GOAL OF THE EXERCISE >> In the records below, find the line containing "Would you mind indicating the folded"; restate it and every later line word for word, through the last.

[Natural-language object grounding data]

────────────────────────────────────────

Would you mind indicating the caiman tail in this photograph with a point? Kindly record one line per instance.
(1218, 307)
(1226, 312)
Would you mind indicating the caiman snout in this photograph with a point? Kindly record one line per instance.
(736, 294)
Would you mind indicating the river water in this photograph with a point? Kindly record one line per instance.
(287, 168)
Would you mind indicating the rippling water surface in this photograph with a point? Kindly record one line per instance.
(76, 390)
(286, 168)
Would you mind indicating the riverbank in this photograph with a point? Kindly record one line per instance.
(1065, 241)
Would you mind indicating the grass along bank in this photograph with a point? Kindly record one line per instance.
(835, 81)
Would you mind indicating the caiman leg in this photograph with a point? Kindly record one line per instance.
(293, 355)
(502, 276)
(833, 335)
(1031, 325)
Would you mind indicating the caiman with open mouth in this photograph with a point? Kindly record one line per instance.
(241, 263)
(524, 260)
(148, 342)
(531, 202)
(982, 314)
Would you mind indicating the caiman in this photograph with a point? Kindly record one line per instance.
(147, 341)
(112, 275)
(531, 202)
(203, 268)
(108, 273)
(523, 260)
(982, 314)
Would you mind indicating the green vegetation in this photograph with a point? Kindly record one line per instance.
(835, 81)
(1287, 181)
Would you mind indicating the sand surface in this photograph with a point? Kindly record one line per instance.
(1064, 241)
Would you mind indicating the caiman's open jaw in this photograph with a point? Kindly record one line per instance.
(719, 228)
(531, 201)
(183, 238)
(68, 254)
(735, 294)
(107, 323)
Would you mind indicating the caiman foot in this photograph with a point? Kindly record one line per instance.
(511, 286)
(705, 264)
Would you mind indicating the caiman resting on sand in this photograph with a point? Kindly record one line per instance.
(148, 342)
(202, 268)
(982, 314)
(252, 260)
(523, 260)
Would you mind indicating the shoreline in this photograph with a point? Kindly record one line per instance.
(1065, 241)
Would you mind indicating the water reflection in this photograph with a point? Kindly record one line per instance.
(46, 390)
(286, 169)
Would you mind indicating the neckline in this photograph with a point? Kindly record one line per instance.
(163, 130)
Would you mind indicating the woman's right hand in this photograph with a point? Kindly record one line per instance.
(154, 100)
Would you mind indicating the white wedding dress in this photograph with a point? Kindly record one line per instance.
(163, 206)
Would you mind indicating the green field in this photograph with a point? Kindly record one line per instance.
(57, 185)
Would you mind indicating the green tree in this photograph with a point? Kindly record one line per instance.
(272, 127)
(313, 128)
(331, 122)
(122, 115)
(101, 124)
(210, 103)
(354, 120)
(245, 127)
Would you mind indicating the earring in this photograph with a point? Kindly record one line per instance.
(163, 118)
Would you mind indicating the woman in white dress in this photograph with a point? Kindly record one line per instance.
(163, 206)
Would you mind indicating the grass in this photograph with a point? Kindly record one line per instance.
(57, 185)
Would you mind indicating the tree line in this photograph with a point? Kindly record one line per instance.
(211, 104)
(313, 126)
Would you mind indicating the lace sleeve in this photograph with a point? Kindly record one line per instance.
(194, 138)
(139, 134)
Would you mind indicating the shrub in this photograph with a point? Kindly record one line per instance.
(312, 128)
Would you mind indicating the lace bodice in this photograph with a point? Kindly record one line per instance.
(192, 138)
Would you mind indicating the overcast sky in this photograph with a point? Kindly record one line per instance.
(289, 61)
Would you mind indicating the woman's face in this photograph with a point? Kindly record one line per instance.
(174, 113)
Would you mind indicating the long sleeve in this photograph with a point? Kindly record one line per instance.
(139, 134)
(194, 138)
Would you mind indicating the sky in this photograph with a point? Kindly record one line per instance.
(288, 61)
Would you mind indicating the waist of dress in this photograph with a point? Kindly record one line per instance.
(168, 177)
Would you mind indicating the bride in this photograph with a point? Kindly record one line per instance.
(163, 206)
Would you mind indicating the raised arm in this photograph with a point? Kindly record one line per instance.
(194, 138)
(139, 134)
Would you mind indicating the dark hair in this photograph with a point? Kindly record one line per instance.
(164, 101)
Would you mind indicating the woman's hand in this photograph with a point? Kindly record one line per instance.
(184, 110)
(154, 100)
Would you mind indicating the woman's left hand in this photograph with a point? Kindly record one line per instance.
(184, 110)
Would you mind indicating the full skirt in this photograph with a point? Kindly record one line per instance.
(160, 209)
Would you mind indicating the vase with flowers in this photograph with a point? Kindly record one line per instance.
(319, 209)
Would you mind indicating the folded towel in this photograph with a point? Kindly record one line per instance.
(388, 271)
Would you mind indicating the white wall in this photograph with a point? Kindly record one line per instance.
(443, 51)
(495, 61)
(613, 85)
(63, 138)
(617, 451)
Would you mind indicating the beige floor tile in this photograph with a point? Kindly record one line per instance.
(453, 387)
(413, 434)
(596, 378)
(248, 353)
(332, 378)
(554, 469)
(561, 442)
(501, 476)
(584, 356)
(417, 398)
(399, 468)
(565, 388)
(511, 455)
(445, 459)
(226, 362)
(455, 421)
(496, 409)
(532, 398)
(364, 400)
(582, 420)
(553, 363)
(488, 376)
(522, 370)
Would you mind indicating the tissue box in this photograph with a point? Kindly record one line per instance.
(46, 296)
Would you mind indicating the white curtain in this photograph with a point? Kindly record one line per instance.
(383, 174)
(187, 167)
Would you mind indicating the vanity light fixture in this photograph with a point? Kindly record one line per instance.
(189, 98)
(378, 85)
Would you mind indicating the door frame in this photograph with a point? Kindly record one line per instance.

────────────────────────────────────────

REPLY >>
Would you mind indicating the folded towel in this photograph with a point? Kindly record one line per instance.
(388, 271)
Would you mind indicating the white wall in this photograph with a point? Kindly record one line per instance.
(443, 51)
(495, 61)
(613, 85)
(63, 138)
(617, 451)
Would you mind indicating the beige floor tile in this photograph with a point? Kindly record one line per instance.
(453, 387)
(413, 434)
(596, 378)
(248, 353)
(332, 378)
(554, 469)
(561, 442)
(501, 476)
(584, 356)
(417, 398)
(399, 468)
(565, 388)
(511, 455)
(445, 459)
(226, 362)
(455, 421)
(496, 409)
(532, 398)
(364, 400)
(582, 420)
(553, 363)
(488, 376)
(522, 370)
Would you mind indicating the tissue box in this photograph with a point? Kindly record one line per instance.
(46, 296)
Would you mind indicating the white curtain in this photograph with a point? Kindly record one line per instance.
(383, 174)
(187, 167)
Would you mind indicating the vanity light fixture in this photograph with a point? Kindly record one line per instance.
(189, 98)
(378, 85)
Would you mind indicating the door frame in this photograph with a point? Kindly record one line per instance.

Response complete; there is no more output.